EXERCISE TEXT:
BEGIN
Kalmia microphylla (Hook.) Heller. (⅔ Nat.)
Dwarf Swamp-Laurel.
A shrub 3—7 inches high, much branched and nearly smooth throughout. Leaves obovate or oblong, cuneate, obtuse or acute, green and shining on both sides, nearly sessile, serrulate, with close bluntish teeth. Flowers white or pink, small bell-shaped, ⅛ of an inch long, mostly solitary in the axils and longer than their drooping pedicels; berry ¼ of an inch or more in diameter, blue with a bloom.
On slopes and in alpine meadows throughout the Rockies at the higher altitudes; flowers appearing with the leaves in early June.
Stems erect with numerous slender, strict, green branches and branchlets, 3—18 inches high. Leaves ovate or oval, ½ an inch long or less, bright green. Flowers ovate, ⅛ of an inch long, white or pink, 5-lobed, solitary in the axils of the leaves; berries small, bright red.
On slopes and in alpine meadows throughout the Rockies at the higher altitudes; flowering during June.
A straggling branched shrub, 3—12 feet high, the branches slender, twigs smooth, joints sharply angled. Leaves oval, short-petioled, smooth on both sides, green above, pale and glaucous beneath, rounded at both ends or somewhat narrowed at the base, thin, sometimes spine tipped, entire or nearly so, 1—2 inches long. Flowers commonly solitary in the axils on rather recurved pedicels; corolla pink or white, ovoid, ¼ of an inch or more long; berries blue with a bloom ½ an inch in diameter.
In the beds of snow slides, occasionally in the Rockies, and abundant through the Selkirks, where it is also found in the woods; flowering in May.
Vaccinium erythrococcum Rydb. (⅔ Nat.)
Alpine Bilberry.
Vaccinium ovalifolium Smith. Blueberry. (½ Nat.)
Vaccinium globulare Rydb. Thin-Leaved Bilberry.
A branching shrub 1—3 feet high, nearly smooth throughout, stems round, only the youngest twigs slightly angled, bark grey and somewhat shreddy. Leaves broadly oval or obovate, obtuse to acute, somewhat pale beneath, veiny, sharply and finely serrate, ½—1½ inches long. Flowers on pedicels ½ an inch long; calyx teeth almost obsolete; corolla depressed globose, frequently more than ¼ of an inch in diameter, greenish-white; berry dark purple, ¼ of an inch in diameter.
END
EXERCISE:
Reproduce the part of the plant descriptions between "A branching shrub" and "of an inch in diameter.", inclusive, with no changes.

EXCERPTED RECORDS:
BEGIN
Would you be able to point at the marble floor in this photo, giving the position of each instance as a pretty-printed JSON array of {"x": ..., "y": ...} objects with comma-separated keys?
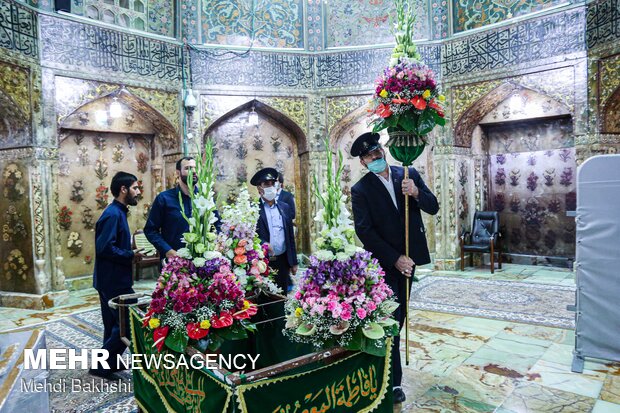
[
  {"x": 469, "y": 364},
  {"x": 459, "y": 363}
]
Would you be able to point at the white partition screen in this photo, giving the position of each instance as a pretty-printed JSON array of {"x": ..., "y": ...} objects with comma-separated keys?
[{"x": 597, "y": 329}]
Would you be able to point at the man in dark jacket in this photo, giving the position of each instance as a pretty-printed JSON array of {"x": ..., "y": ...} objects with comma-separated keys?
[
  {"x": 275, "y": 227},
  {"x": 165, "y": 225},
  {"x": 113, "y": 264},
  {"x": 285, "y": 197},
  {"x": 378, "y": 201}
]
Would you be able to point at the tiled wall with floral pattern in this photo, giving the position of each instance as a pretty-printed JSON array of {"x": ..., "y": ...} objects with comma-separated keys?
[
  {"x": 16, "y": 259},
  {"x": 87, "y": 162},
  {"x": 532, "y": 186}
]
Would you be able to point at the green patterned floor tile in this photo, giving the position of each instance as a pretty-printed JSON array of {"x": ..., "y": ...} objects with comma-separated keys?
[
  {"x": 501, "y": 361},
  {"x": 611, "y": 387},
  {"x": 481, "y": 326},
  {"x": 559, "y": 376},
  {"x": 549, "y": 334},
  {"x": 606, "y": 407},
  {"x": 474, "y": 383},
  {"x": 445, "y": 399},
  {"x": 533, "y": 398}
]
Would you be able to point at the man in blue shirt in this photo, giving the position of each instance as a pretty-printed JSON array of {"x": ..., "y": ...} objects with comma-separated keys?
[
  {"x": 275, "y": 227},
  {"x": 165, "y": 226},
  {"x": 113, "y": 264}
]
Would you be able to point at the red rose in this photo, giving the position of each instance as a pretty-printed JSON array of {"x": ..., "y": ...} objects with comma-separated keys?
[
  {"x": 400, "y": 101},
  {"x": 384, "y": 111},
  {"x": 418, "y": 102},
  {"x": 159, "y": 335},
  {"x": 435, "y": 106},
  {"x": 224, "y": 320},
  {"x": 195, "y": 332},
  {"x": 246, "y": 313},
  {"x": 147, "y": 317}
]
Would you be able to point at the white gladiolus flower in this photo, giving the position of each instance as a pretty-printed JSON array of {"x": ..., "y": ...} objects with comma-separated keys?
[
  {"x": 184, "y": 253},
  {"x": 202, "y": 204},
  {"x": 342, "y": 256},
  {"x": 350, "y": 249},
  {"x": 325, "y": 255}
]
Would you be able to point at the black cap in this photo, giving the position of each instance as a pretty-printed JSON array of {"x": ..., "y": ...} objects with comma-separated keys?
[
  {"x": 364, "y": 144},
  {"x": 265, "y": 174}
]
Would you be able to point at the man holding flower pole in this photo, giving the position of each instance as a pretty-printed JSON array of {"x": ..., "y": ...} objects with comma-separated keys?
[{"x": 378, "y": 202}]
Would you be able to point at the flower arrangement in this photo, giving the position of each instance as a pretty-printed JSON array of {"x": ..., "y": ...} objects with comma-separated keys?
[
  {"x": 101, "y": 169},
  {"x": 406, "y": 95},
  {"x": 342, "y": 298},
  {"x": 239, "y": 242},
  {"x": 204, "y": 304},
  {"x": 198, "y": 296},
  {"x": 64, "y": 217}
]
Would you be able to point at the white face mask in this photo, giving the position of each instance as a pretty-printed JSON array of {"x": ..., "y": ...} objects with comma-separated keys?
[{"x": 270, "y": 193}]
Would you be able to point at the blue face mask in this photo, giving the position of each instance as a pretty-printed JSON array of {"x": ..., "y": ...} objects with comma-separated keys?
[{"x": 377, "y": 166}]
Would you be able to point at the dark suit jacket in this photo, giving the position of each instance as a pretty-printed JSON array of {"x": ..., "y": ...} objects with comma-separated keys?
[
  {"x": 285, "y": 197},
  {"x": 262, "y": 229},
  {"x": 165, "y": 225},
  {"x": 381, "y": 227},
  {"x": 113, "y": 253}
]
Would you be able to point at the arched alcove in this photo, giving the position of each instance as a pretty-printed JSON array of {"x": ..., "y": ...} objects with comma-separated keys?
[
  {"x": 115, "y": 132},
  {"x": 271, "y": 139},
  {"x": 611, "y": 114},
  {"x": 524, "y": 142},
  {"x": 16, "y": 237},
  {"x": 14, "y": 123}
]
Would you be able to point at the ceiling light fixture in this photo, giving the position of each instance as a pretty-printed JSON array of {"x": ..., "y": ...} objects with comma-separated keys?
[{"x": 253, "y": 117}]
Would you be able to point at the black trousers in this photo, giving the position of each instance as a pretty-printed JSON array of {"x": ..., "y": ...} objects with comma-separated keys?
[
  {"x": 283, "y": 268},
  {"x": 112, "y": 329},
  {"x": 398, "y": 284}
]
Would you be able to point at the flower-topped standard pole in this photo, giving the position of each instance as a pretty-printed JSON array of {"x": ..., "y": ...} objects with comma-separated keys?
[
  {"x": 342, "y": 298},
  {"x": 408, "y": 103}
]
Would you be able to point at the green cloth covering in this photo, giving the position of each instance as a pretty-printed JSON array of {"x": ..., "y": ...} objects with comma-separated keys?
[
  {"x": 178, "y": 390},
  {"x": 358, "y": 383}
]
END
RESPONSE:
A branching shrub 1—3 feet high, nearly smooth throughout, stems round, only the youngest twigs slightly angled, bark grey and somewhat shreddy. Leaves broadly oval or obovate, obtuse to acute, somewhat pale beneath, veiny, sharply and finely serrate, ½—1½ inches long. Flowers on pedicels ½ an inch long; calyx teeth almost obsolete; corolla depressed globose, frequently more than ¼ of an inch in diameter, greenish-white; berry dark purple, ¼ of an inch in diameter.